___ Data for the task
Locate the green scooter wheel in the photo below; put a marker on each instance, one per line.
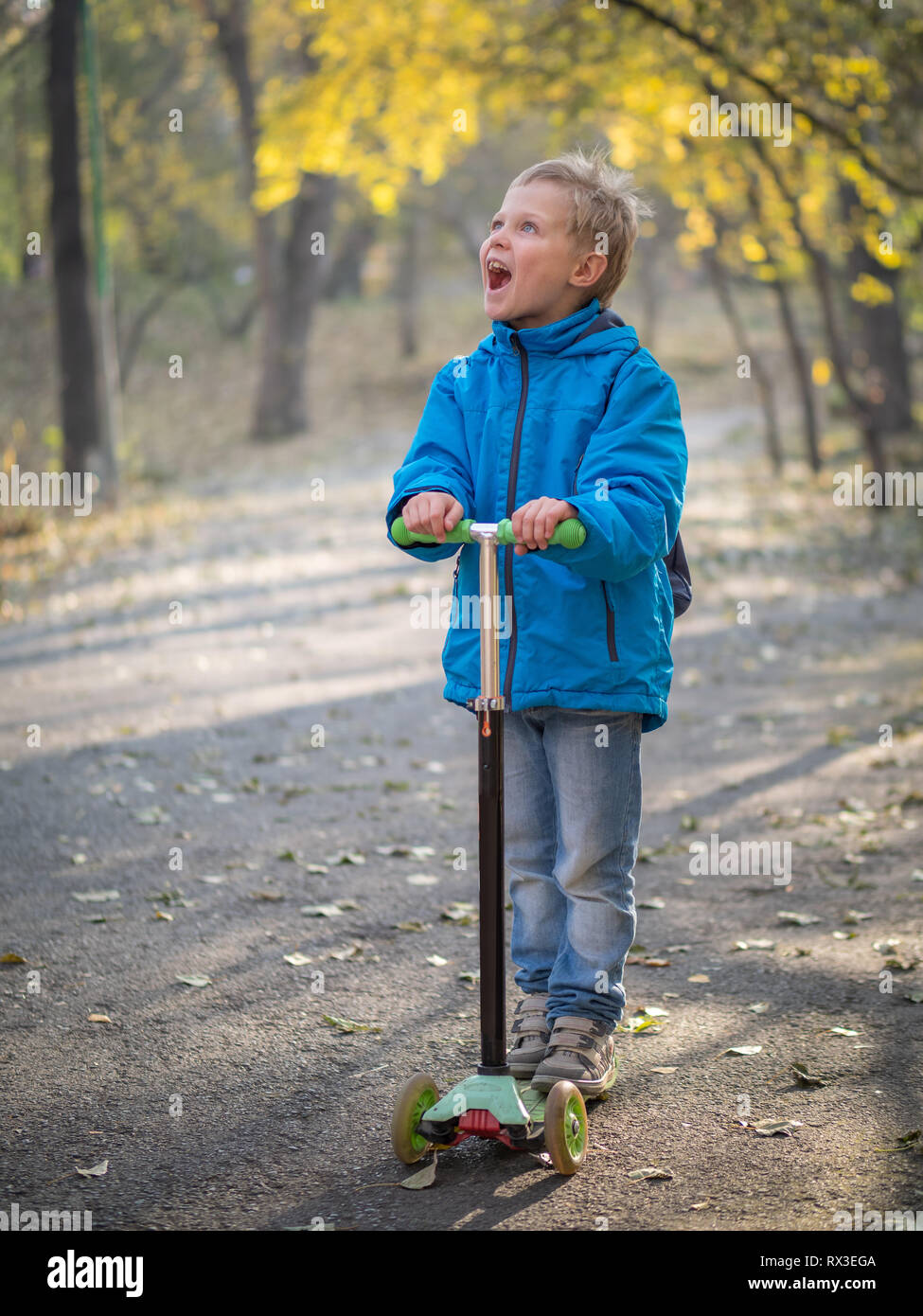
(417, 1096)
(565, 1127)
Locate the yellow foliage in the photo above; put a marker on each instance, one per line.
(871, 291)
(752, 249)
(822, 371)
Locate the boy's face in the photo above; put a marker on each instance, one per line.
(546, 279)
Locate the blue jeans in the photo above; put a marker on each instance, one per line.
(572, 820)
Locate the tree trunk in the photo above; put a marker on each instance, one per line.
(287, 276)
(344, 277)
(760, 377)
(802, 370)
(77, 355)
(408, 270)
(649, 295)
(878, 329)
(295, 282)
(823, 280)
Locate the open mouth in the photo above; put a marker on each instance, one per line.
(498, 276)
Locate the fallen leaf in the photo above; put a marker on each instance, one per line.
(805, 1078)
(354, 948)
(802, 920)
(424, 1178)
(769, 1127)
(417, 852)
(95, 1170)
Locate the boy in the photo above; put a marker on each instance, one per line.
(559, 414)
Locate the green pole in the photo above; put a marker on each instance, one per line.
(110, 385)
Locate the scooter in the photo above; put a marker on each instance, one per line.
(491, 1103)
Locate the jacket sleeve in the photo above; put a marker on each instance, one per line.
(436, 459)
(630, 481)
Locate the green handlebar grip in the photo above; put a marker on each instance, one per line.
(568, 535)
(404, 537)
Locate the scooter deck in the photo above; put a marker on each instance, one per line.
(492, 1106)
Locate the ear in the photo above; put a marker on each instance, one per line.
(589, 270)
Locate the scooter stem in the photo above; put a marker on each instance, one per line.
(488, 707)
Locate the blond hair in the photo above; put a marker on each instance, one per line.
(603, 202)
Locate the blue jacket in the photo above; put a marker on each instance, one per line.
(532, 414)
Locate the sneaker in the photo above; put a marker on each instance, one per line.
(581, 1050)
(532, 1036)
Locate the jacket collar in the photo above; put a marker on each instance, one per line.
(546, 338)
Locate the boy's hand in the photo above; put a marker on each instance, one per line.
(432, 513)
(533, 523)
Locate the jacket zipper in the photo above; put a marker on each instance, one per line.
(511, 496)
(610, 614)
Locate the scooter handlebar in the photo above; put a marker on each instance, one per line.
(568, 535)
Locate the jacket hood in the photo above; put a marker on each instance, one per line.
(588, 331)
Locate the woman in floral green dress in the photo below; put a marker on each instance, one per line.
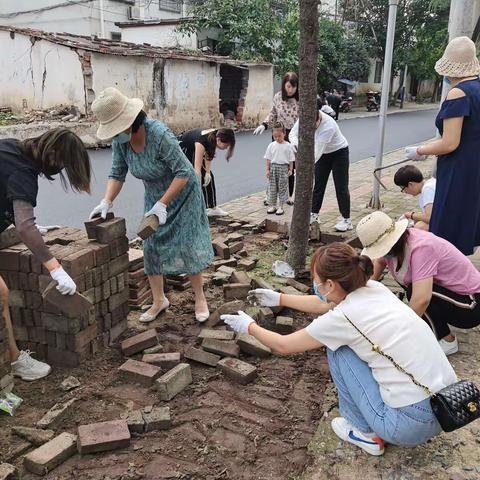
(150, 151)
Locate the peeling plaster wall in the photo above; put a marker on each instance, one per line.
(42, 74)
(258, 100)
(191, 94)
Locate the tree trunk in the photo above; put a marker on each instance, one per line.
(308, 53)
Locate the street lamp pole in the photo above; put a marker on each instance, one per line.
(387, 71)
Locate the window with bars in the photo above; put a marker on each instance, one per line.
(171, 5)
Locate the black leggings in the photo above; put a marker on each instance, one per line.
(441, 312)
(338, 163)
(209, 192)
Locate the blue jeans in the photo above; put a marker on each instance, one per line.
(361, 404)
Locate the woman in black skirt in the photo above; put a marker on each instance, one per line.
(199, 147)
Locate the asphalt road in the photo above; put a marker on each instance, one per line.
______
Task to complete: Render all of the lines above as a numbered list, omitting any blank lines. Leave the pictures out of the answer.

Output of the task:
1. Locate the green scooter wheel in the photo below; put a marker on each instance, one per line.
2. (417, 1096)
3. (565, 1127)
4. Locate the yellow foliage in the photo above; put a marker on each instance, one per line.
5. (871, 291)
6. (752, 249)
7. (822, 371)
8. Locate the boy's face in the photo above; put a marker on each instance, one per line.
9. (546, 279)
10. Locate the blue jeans in the photo above; put a marker on each instance, one per line.
11. (572, 820)
12. Locate the tree trunk in the photo above; put a marker on each instance, one per line.
13. (287, 276)
14. (344, 277)
15. (760, 377)
16. (802, 370)
17. (77, 355)
18. (408, 270)
19. (649, 295)
20. (878, 329)
21. (295, 282)
22. (823, 280)
23. Locate the open mouth in the photo above; put a marker on each instance, one per line.
24. (498, 276)
25. Locate the fallen leaf in the photo above; put a marker on each instance, one per line.
26. (805, 1078)
27. (354, 948)
28. (802, 920)
29. (424, 1178)
30. (769, 1127)
31. (417, 852)
32. (95, 1170)
33. Locate the boy in the photo above; put a marker on each instance, one per line.
34. (559, 414)
35. Locate the green pole in the photo above; put a marker on each instance, one per line.
36. (110, 385)
37. Locate the scooter in the photo above; put a marker on each instance, one per line.
38. (491, 1103)
39. Locate the jacket sleeve in the photo above; put a marker on each instance, one per line.
40. (436, 459)
41. (630, 481)
42. Locate the green handlebar grip in the photo above; put a marker on each instance, one per line.
43. (568, 535)
44. (404, 537)
45. Locate the scooter deck in the photo above; put a marker on each instance, one per line.
46. (492, 1106)
47. Locate the ear in the photo above; put a marker on each instance, one per line.
48. (589, 270)
49. Locate the scooter stem in the photo above; put a marker on each instance, one per line.
50. (488, 707)
51. Locate the blond hair in the photo above; put a marker on each instance, one per line.
52. (603, 202)
53. Locate the blue jacket in the photo above; put a marker on each instance, one per line.
54. (532, 414)
55. Locate the sneaker in the photo above; put a marker on each instance, one per line.
56. (581, 1050)
57. (532, 1036)
58. Locate the jacket collar in the photo above; put a marker on each instance, one per line.
59. (546, 338)
60. Locate the boy's hand in the photo above; put a marker on each instance, one per line.
61. (432, 513)
62. (533, 523)
63. Locate the jacket zipper in the photo above; put a marker on each instance, one per line.
64. (511, 496)
65. (610, 614)
66. Locate the scooter handlebar in the photo above; put a marker on each instance, one per line.
67. (568, 535)
68. Locate the jacket hood in the photo above; put a marker on each instance, one per line.
69. (588, 331)
70. Locate the woman in floral green dress in the photo below; put a marker on each instance, one per line.
71. (150, 151)
72. Locate the peeling plaster wall in the photo above; put a marker on each instance, one per line.
73. (42, 74)
74. (258, 100)
75. (191, 94)
76. Locate the tree trunk in the photo above; put a marker on each instance, one per line.
77. (308, 53)
78. Locate the street lamp pole in the photo above; put a marker on each instance, one per line.
79. (387, 71)
80. Locate the window with bars in the photo above; put a marker on each instance, one per line.
81. (171, 5)
82. Locate the black leggings in the photo above; put a marker on each instance, one per line.
83. (441, 312)
84. (338, 163)
85. (209, 192)
86. Locate the blue jeans in the photo above; put a marker on each instance, one per line.
87. (361, 404)
88. Locate the woman in black skirt in the photo above; put a marker on each instance, one per line.
89. (199, 147)
90. Locate the asphalt road in the photo above; put a marker on each instance, one per line.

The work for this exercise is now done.